** start of Document extract **

World

Xi Jinping Lands in Pyongyang for First North Korea Visit in Seven Years, Vowing Deeper Ties With Kim Jong Un

The Chinese leader was greeted by a 21-gun salute and a military band as he opened a two-day state visit, calling for stronger 'strategic coordination' with Pyongyang as North Korea's bond with Moscow deepens.

· 3 min read

Chinese President Xi Jinping arrived in Pyongyang on Monday for his first visit to North Korea in nearly seven years, opening a two-day state visit that both governments are using to project a renewed front of solidarity at a moment of deep uncertainty across the region.

** end of Document extract **
** start of Data entries **

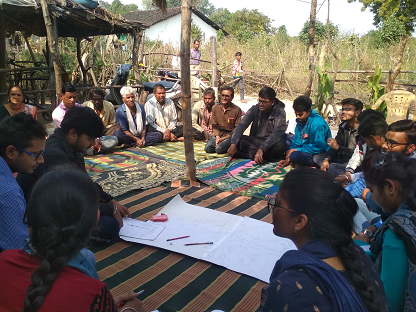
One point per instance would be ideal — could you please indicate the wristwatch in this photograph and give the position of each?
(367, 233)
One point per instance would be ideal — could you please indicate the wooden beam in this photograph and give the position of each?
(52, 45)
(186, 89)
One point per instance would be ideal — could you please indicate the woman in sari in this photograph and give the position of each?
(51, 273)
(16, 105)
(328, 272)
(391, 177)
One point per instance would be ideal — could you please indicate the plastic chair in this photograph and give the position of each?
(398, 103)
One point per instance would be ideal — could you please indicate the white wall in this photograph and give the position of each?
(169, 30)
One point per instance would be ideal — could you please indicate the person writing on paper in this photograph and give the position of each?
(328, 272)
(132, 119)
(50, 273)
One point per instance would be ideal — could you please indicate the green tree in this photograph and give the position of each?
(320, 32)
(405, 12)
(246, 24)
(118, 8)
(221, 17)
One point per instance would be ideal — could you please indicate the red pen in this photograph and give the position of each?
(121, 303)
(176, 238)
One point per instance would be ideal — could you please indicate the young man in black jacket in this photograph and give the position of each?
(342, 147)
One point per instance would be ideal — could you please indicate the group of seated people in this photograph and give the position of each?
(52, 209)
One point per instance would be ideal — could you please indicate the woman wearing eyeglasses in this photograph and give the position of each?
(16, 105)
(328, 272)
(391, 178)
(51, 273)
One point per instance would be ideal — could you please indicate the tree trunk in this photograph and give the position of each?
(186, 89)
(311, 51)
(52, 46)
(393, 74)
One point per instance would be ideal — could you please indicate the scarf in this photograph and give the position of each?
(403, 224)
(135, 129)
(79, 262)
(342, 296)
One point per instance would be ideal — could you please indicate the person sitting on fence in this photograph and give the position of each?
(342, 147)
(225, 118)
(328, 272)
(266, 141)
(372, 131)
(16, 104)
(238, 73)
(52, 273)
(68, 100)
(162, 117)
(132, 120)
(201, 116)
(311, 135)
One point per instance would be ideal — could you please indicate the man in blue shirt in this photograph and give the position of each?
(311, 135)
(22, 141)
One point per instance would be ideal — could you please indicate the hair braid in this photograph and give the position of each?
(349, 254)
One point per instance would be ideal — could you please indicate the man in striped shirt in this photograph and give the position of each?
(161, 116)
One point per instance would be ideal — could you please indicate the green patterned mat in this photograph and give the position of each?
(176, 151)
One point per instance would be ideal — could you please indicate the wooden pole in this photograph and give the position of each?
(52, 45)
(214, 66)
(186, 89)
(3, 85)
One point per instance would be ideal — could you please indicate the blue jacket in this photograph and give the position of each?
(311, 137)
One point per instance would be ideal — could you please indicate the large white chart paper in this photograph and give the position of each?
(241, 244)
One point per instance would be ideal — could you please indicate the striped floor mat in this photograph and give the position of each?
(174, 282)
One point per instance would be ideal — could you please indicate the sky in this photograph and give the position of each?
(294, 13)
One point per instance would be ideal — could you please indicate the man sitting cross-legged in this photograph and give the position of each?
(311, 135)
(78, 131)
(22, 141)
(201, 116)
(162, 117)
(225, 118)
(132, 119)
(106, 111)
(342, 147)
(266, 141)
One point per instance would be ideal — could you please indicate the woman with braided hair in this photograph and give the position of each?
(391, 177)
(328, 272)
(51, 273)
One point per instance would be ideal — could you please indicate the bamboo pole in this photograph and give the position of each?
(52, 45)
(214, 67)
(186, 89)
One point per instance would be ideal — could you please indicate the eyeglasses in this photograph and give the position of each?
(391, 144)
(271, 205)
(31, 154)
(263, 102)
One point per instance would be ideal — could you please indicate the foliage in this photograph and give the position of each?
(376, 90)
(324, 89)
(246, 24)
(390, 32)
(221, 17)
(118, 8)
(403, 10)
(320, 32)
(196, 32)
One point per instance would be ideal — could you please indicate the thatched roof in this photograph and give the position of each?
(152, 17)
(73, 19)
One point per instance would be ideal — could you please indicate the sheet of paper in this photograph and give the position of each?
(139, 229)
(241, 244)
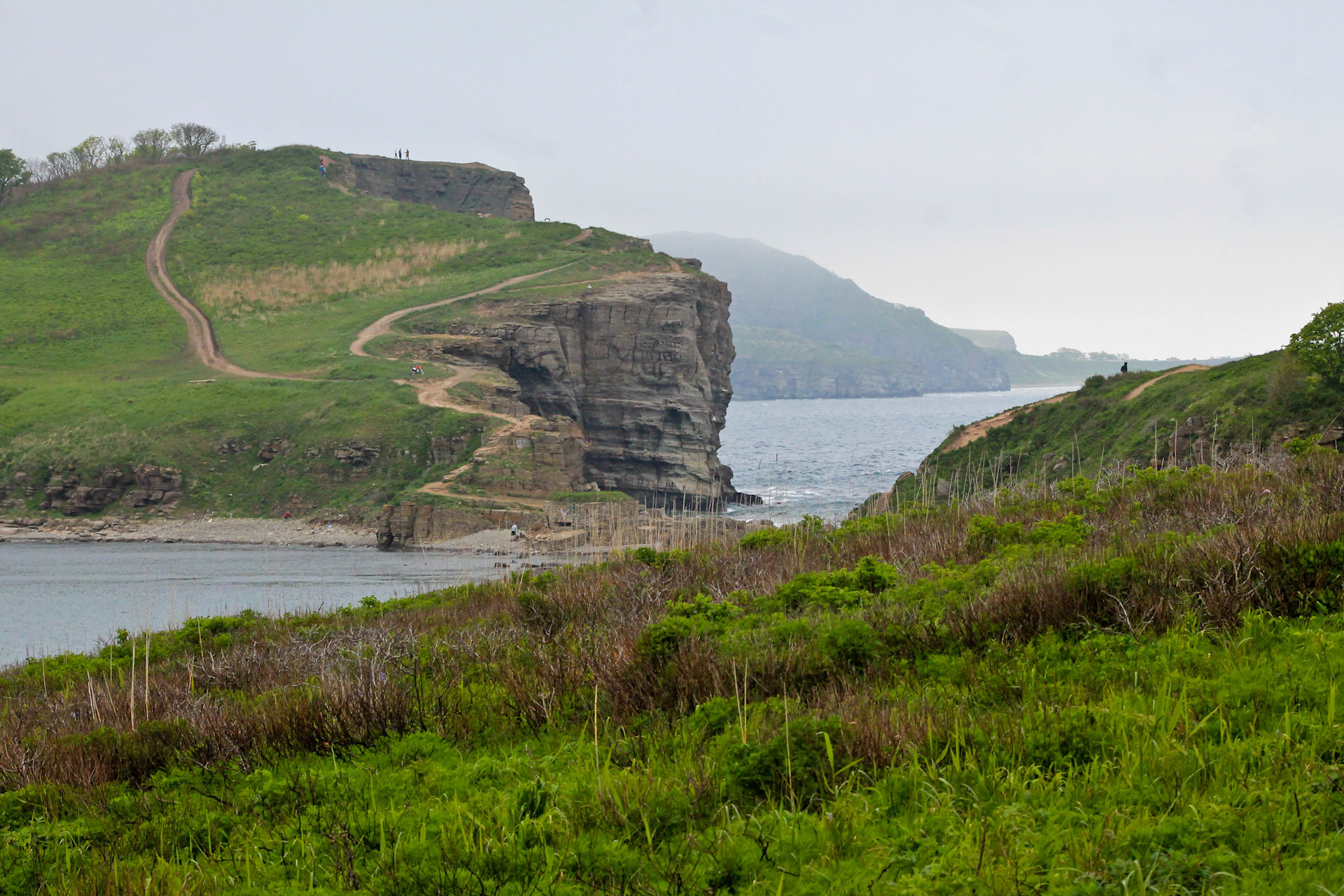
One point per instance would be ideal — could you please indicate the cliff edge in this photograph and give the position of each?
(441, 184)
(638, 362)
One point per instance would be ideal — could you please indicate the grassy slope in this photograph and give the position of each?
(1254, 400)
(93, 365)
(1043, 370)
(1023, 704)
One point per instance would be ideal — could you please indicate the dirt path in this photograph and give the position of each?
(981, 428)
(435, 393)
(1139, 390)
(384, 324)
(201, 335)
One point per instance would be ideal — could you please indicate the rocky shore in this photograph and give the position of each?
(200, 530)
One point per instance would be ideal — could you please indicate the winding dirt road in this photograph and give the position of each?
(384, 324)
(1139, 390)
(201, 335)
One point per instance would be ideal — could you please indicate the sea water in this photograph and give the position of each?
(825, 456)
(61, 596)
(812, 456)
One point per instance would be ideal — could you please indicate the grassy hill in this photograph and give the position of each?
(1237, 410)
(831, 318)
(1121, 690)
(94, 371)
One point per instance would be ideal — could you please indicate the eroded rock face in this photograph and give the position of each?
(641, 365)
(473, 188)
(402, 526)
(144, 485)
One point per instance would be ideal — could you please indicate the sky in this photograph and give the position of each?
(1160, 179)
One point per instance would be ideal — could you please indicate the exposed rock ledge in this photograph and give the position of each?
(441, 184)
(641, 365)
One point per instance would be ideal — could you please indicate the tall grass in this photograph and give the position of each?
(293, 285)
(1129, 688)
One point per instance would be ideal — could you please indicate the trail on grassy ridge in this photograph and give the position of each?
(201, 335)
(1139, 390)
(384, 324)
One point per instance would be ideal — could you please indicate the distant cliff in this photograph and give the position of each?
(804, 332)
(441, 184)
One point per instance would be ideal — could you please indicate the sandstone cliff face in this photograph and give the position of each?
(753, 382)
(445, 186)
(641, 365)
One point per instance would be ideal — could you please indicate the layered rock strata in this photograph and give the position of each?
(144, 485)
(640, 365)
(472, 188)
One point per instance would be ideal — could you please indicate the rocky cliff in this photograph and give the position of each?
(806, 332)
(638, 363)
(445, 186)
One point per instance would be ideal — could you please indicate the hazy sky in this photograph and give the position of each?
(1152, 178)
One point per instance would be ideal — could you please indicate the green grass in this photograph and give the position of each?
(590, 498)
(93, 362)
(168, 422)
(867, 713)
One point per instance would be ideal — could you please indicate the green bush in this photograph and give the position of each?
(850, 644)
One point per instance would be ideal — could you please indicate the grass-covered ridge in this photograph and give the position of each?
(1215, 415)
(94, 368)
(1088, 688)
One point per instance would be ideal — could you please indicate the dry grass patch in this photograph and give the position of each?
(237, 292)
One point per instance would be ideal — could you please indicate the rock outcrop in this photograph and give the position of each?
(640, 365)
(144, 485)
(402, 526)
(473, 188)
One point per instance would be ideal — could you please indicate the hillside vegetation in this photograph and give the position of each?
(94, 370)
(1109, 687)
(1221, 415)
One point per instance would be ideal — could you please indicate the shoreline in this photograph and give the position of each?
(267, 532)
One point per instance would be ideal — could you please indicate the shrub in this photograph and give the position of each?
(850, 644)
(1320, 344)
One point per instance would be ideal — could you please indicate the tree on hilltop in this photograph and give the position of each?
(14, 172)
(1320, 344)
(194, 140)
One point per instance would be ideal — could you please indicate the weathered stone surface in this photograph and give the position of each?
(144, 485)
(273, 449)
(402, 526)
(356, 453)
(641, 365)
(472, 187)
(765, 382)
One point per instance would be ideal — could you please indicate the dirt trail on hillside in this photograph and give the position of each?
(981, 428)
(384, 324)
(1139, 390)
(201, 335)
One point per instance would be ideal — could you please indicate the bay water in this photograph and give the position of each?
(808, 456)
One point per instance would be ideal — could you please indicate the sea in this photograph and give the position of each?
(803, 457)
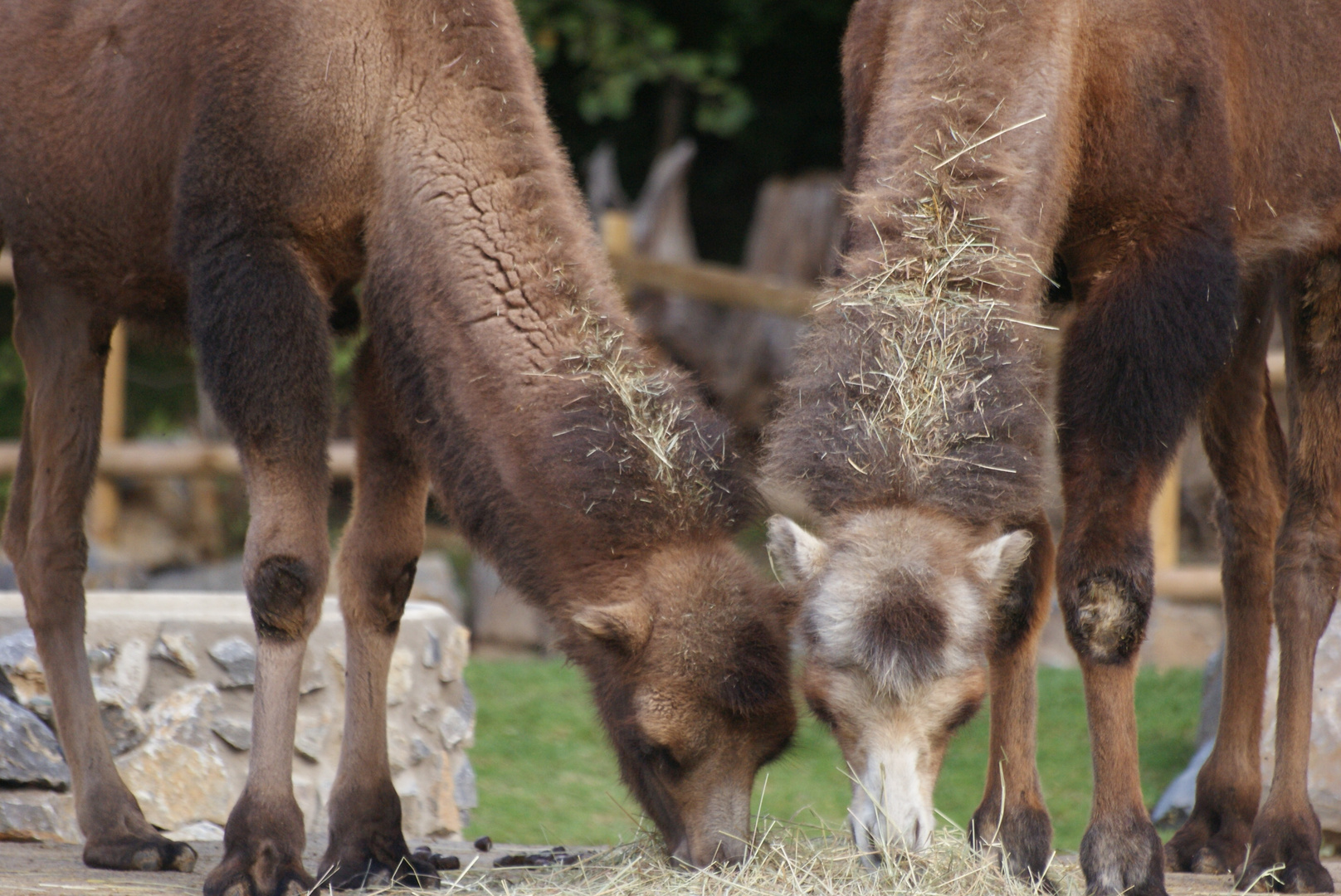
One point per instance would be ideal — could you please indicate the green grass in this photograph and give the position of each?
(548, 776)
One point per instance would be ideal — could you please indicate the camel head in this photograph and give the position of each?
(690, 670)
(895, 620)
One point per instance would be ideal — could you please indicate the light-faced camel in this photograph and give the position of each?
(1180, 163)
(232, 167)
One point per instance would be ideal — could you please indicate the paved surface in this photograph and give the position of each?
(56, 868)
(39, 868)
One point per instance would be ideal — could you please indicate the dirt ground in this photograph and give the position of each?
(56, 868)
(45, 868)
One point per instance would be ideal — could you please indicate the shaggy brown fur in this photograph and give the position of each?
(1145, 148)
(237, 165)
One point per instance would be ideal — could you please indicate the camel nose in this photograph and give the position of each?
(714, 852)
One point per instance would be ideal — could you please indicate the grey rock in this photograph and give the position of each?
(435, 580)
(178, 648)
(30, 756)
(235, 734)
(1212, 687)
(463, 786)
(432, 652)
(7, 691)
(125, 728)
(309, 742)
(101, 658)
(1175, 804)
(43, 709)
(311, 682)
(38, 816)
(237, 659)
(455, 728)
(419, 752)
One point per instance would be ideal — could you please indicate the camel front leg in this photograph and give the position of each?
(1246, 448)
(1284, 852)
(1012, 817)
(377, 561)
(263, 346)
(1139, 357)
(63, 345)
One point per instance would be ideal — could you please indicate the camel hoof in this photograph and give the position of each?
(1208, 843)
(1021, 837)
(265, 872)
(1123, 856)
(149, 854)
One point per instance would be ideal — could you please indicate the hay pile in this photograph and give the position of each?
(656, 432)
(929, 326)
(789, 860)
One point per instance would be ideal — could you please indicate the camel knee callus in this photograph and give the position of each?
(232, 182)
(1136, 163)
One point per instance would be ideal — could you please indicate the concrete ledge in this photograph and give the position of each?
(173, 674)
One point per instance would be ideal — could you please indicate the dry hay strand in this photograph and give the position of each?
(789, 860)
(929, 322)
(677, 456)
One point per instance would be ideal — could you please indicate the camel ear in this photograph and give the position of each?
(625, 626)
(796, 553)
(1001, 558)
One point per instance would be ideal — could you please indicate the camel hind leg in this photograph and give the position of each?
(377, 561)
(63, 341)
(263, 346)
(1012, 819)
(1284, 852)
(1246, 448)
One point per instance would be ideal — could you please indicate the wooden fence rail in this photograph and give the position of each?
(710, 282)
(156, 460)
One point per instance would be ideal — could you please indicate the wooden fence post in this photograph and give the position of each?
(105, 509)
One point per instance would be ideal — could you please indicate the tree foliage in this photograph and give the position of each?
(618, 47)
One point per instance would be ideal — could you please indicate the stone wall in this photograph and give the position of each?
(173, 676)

** end of Data entries **

** Parts of the exercise **
A: Can you summarize the Xi Jinping article in two sentences?
B: Which lines of the entries contain the string "foliage"? Filter the entries down to those lines and copy each one, treating case as significant.
The Xi Jinping article and the entries are unrelated to each other.

** The results **
A: Chinese President Xi Jinping arrived in Pyongyang on Monday for a two-day state visit, his first trip to North Korea in nearly seven years, and was greeted by a 21-gun salute and a military band. He called for stronger "strategic coordination" with Pyongyang as North Korea's bond with Moscow deepens, and both governments are using the visit to project solidarity amid deep regional uncertainty.

B:
One point per instance would be ideal — could you please indicate the foliage in this photograph and give the position of each?
One point per instance would be ideal — could you please indicate the tree foliage in this photograph and give the position of each?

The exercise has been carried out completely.